Exercise tasks →
- 1) Answer these questions using the post on the second Feynman cipher:
(a) Why can the cipher not be a 2 by 2 Hill cipher?
(b) Which two ciphers does the post list as producing 25 characters?
(c) Which characters does the matrix [0,19,19] represent?
- 2) Continue the post on the second Feynman cipher from its last sentence.

Document text →
╔══

Pages

Thursday 18 December 2014

A look at the second Feynman cipher [part 3]

The Feynman ciphers are a set of 3 ciphers given to Richard Feynman, the first of which has been solved, but the second 2 remain unsolved. This is part 3 of a discussion about the second cipher.

I have talked about this cipher twice previously in Part 1 and Part 2. In part 1 I was playing around with vigenere type ciphers, in part 2 I decided to step back a little bit a figure out what the ciphertext is not i.e. identify the cipher algorithms it can't be. One of the ciphers I mentioned there was the Hill cipher, but I only considered the 2 by 2 Hill cipher. It can't be a 2x2 because the ciphertext has an odd number of characters. However, it could be a 3 by 3 Hill cipher because the cipher length is divisible by 3. Fortunately cracking 3x3 Hill ciphers is fairly easy, so we'll consider various types of hill cipher as well as routes through the ciphertext (in case the hill cipher is coupled with a route cipher of some sort).

One of the reasons the Hill cipher is a candidate is because it produces ciphertexts with 26 characters, something many ciphers do not (e.g. foursquare=25, playfair=25, trifid=27 etc. etc.)

The Basic Hill Cipher

In the equation below, the 3x3 matrix is called the key, the matrix \(\left[0,19,19\right]\) represents the characters 'ATT' (A=0,B=1,...,Z=25). The equation shows the enciphering process, see here for a larger tutorial.

╚══

Available data →
╔══

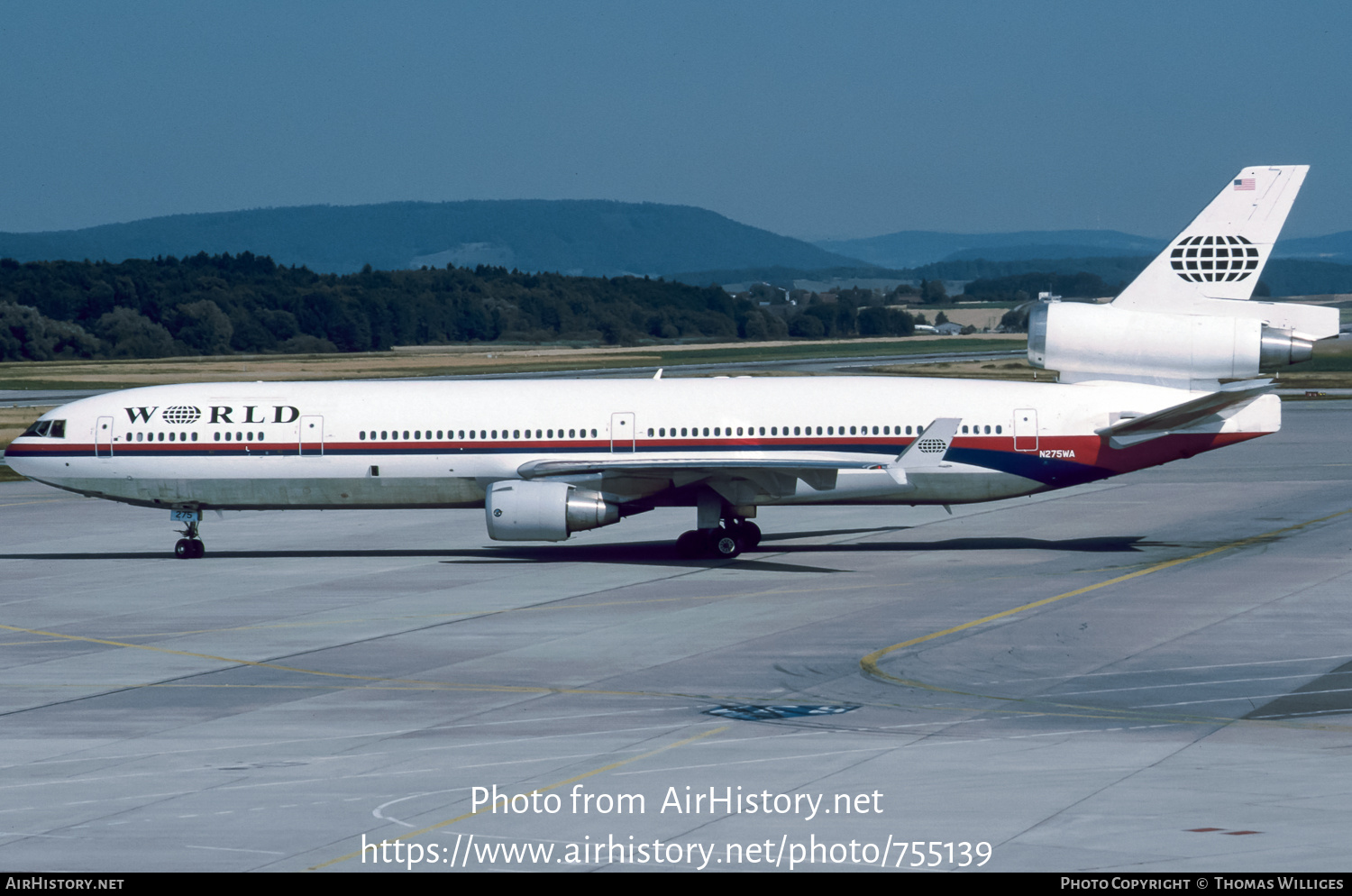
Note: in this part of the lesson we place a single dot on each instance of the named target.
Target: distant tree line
(221, 305)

╚══

Task responses →
- 1)
(a) The ciphertext has an odd number of characters.
(b) Foursquare and playfair.
(c) 'ATT'.

- 2)
\( \left[ \begin{array}[pos]{ccc} 2 & 4 & 5\\ 9 & 2 & 1\\ 3 & 17 & 7\\ \end{array} \right] \left[ \begin{array}[pos]{c} 0\\ 19\\ 19\\ \end{array} \right] = \left[ \begin{array}[pos]{c} 171\\ 57\\ 456\\ \end{array} \right] \pmod{26} = \left[ \begin{array}[pos]{c} 15\\ 5\\ 14\\ \end{array} \right] =\) 'PFO'

The major thing to notice for breaking hill ciphers is that the first ciphertext letter ('P'=15) depends only on the top row of the key matrix, changing the other elements of the key wont affect the fact that 'P' comes out. To make use of this fact we search through all 26^3 possible top rows and look at every third letter in the candidate decryption. We rank the key row by how well the monogram frequencies of every third deciphered character match English. This means we don't have to search through all 26^9 possible keys, just 26^3 3 times, which is much easier. In Part 1 I looked at 8 routes, this time I'll do 40 routes: f2routes.txt.

The code to break 3 by 3 hill ciphers is provided here: break_hill3.py. This code was run on each of the routes keeping the top 15 candidates from each route. Unfortunately nothing came of it, all the decryptions were gibberish. On to the next variant!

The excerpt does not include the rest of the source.